**Dataset rows**
---------------

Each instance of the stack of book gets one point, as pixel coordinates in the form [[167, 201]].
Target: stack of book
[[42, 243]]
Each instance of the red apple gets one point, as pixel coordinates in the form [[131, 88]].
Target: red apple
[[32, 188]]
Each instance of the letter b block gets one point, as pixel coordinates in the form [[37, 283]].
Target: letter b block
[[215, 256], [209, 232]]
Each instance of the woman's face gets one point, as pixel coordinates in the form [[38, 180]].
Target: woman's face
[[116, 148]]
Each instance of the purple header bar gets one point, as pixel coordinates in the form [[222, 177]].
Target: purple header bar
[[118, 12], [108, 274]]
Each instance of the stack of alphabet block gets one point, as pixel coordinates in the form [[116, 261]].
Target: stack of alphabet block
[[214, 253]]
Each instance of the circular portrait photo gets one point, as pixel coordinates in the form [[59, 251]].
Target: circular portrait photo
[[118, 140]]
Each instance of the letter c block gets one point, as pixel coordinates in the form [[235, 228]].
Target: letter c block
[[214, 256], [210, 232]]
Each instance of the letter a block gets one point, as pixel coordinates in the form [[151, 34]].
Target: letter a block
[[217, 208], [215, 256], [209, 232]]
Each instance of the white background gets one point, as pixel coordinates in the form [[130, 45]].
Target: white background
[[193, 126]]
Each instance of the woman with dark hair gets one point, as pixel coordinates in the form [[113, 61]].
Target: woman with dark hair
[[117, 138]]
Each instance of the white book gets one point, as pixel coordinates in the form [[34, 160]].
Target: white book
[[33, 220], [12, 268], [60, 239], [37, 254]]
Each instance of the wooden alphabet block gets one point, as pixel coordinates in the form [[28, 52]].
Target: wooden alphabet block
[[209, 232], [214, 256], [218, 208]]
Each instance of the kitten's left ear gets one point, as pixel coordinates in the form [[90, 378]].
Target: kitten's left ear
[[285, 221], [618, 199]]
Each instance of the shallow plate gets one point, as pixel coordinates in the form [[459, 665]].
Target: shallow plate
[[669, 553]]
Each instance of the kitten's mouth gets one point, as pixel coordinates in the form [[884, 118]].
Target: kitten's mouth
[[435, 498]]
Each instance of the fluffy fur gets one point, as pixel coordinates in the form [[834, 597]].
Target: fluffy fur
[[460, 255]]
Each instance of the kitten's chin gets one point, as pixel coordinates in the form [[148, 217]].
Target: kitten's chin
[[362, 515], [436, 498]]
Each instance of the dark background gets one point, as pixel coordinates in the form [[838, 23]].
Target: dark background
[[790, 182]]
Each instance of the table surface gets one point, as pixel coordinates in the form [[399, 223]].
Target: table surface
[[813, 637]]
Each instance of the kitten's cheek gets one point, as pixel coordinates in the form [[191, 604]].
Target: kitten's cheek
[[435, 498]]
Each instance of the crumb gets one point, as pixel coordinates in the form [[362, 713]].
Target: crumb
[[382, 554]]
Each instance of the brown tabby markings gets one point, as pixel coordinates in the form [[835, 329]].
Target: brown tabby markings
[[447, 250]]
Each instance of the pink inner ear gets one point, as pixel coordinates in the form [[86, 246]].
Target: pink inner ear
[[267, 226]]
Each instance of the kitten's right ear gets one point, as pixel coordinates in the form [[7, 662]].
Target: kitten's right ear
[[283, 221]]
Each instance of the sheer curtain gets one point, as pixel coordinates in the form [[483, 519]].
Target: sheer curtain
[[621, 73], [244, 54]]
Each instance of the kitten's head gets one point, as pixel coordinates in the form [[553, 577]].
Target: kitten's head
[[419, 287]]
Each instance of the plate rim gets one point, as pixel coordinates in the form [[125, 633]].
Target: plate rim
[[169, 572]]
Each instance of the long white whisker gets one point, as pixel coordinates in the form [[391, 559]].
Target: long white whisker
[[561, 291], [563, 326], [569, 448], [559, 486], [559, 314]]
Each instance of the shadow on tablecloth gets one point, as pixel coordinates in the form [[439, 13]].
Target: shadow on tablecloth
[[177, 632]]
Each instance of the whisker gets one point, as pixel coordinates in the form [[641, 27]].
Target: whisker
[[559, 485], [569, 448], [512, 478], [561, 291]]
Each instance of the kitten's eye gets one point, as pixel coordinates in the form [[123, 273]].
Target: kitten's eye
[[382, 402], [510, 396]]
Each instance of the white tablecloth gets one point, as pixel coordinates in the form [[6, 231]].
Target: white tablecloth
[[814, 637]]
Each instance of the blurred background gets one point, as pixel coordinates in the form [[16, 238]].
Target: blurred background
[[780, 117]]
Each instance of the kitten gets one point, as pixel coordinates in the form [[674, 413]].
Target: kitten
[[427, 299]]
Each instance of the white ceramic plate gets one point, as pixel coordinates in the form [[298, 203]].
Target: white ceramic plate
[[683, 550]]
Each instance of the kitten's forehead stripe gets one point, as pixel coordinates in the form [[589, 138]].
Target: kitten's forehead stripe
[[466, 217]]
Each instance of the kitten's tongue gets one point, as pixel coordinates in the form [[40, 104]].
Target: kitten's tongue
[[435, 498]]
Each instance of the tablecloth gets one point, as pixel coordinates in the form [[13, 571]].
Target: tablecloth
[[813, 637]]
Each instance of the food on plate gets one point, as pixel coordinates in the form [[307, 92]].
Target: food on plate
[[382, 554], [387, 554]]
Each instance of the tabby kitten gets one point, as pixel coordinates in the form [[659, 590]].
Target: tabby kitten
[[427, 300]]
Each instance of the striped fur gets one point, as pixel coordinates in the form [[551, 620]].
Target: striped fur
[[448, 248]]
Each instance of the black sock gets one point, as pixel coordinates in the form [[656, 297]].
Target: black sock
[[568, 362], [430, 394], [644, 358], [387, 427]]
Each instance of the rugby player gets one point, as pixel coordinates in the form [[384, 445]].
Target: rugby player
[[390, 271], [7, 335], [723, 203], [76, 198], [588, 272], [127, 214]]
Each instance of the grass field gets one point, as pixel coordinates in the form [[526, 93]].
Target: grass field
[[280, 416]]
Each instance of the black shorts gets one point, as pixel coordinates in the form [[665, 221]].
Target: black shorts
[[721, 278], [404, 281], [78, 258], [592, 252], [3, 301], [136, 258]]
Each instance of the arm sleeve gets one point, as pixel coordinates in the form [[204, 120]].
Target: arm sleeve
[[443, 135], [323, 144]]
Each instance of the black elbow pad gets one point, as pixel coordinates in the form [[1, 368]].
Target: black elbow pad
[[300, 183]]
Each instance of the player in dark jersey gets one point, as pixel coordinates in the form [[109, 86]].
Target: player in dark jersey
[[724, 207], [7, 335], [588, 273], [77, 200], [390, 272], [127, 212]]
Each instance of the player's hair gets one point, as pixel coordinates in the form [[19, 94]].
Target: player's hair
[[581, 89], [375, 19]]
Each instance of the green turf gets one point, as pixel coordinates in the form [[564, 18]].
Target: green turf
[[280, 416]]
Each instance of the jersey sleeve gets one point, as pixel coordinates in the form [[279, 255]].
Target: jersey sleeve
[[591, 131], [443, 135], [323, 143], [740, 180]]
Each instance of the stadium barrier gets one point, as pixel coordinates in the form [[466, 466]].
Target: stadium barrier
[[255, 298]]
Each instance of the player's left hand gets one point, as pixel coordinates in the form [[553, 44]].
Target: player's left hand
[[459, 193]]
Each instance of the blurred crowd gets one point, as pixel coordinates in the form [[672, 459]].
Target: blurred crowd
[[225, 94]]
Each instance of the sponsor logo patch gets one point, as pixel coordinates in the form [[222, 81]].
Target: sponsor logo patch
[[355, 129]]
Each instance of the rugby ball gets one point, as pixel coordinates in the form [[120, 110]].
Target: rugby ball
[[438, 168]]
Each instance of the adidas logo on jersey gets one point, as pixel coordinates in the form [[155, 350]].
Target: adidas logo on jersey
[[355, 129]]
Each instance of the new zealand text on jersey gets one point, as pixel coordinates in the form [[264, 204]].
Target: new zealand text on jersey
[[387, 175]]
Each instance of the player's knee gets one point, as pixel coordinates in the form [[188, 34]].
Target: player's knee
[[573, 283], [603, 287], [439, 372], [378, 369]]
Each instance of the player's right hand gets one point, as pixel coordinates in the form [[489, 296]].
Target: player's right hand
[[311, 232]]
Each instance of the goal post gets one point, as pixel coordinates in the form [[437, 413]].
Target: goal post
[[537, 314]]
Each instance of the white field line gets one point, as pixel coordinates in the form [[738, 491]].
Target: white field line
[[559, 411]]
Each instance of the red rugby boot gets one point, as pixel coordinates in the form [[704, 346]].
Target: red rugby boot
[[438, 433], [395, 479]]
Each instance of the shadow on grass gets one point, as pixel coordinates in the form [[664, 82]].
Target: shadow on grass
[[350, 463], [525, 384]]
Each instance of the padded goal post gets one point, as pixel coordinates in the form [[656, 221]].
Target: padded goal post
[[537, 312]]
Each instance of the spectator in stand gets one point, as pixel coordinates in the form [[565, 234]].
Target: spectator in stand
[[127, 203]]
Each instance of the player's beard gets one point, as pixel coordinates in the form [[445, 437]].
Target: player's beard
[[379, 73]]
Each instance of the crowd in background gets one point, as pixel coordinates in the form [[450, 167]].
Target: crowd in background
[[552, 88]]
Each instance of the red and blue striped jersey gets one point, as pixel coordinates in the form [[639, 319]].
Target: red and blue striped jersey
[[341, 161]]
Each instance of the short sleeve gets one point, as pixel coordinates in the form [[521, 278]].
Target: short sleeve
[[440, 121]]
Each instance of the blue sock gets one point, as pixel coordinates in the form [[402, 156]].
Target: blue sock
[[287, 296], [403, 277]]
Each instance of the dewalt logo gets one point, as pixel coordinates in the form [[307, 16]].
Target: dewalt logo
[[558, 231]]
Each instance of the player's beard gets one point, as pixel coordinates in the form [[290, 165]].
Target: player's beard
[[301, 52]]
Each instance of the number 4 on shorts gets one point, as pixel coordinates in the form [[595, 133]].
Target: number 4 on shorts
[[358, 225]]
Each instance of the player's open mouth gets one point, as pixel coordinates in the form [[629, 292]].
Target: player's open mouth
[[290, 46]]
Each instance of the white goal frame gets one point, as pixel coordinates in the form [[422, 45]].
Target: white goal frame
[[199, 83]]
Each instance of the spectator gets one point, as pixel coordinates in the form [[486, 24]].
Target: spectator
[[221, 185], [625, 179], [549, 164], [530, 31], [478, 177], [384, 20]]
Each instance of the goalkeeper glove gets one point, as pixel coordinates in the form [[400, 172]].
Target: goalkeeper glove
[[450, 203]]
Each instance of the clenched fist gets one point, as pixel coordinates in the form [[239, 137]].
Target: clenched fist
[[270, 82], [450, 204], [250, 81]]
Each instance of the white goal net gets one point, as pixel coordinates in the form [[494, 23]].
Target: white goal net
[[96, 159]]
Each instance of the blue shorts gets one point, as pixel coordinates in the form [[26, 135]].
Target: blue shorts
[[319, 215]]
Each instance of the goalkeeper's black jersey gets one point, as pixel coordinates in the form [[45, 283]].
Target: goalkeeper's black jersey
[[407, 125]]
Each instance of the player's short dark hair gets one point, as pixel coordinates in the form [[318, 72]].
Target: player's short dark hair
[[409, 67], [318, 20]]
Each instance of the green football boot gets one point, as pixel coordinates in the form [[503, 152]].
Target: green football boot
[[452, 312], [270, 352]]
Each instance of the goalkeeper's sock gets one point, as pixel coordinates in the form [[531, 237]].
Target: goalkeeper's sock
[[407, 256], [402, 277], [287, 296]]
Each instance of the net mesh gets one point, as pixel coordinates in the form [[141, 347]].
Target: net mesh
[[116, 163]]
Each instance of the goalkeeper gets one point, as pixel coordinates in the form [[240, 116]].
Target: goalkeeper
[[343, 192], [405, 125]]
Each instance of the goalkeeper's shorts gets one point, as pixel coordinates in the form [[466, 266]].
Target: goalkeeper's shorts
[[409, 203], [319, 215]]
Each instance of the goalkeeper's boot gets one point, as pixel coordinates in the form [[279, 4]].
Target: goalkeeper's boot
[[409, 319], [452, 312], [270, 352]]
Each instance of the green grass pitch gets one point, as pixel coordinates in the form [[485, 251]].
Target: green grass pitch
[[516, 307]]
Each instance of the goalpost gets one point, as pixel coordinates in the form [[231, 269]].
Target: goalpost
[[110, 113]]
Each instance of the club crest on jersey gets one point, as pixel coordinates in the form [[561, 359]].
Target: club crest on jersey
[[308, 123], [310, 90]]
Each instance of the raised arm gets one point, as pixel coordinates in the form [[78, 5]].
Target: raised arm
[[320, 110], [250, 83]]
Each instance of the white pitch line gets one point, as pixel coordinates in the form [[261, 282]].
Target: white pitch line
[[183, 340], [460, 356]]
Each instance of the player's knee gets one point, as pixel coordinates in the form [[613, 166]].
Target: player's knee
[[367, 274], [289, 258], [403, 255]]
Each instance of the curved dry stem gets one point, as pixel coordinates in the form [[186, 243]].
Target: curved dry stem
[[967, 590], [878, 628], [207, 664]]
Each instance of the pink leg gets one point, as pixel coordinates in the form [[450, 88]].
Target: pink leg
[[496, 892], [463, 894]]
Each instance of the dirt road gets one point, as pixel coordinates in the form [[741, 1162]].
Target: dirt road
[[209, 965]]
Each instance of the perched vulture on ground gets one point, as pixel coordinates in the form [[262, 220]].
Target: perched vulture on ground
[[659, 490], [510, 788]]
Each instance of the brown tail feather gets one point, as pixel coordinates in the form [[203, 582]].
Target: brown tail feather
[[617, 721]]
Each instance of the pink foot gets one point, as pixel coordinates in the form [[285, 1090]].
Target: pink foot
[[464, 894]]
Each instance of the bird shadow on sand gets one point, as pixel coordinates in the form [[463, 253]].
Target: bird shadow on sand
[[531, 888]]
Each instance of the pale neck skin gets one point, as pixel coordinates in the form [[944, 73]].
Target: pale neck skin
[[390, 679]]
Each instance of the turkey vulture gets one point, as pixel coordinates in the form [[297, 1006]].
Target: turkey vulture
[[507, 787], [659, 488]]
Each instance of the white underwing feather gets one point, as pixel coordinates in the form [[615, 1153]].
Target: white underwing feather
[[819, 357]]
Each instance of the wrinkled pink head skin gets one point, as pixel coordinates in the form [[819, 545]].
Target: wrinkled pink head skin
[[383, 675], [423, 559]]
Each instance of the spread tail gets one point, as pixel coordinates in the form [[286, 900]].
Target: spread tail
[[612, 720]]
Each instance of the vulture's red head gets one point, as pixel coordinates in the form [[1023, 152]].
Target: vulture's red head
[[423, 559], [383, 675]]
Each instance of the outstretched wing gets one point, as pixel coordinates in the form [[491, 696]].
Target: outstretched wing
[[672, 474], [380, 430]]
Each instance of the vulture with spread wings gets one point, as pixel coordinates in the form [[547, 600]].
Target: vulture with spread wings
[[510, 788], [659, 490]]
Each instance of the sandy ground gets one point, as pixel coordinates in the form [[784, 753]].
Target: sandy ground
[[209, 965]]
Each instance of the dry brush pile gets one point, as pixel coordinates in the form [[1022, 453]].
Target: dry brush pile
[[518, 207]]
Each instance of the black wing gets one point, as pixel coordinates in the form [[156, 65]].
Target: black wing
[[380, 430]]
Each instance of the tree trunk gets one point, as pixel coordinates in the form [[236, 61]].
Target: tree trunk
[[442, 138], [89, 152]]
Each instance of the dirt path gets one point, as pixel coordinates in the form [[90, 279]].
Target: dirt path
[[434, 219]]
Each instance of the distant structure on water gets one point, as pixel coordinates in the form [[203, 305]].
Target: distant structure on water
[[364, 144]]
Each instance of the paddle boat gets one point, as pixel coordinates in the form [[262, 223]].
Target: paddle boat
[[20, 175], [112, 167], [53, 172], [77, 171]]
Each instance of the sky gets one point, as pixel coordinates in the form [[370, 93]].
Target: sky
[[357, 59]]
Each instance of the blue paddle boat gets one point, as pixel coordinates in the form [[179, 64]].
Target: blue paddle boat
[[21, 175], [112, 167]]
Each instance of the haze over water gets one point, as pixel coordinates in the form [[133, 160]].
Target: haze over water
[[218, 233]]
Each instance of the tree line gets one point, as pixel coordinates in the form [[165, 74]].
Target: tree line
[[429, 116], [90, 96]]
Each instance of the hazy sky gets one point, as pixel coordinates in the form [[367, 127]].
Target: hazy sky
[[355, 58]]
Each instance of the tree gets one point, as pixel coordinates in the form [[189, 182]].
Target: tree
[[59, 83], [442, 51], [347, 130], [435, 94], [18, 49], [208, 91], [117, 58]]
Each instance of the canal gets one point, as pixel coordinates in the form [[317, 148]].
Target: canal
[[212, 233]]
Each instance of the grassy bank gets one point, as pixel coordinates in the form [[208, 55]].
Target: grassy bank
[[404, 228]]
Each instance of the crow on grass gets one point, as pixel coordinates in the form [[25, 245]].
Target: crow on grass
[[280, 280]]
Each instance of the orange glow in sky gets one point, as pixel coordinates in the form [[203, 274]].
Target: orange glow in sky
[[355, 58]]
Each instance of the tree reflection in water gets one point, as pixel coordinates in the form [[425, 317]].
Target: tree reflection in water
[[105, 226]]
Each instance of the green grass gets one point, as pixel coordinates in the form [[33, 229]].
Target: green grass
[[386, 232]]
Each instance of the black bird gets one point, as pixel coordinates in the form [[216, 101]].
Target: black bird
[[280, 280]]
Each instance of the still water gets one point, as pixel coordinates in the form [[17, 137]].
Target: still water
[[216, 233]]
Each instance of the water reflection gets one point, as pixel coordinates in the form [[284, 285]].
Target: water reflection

---------------

**WHAT TO DO**
Convert the lines from the start of the entries through the line containing "[[116, 148]]", including both ends, into a JSON list of strings with one string per line, leaving out any blank lines.

**OUTPUT BELOW**
[
  "Each instance of the stack of book gets one point, as pixel coordinates in the form [[167, 201]].",
  "Target: stack of book",
  "[[42, 243]]",
  "Each instance of the red apple gets one point, as pixel coordinates in the form [[131, 88]].",
  "Target: red apple",
  "[[32, 188]]",
  "Each instance of the letter b block gets one point, as pixel coordinates in the form [[37, 283]].",
  "Target: letter b block",
  "[[215, 256], [209, 232]]",
  "Each instance of the woman's face gets one point, as pixel coordinates in the form [[38, 180]].",
  "Target: woman's face",
  "[[116, 148]]"
]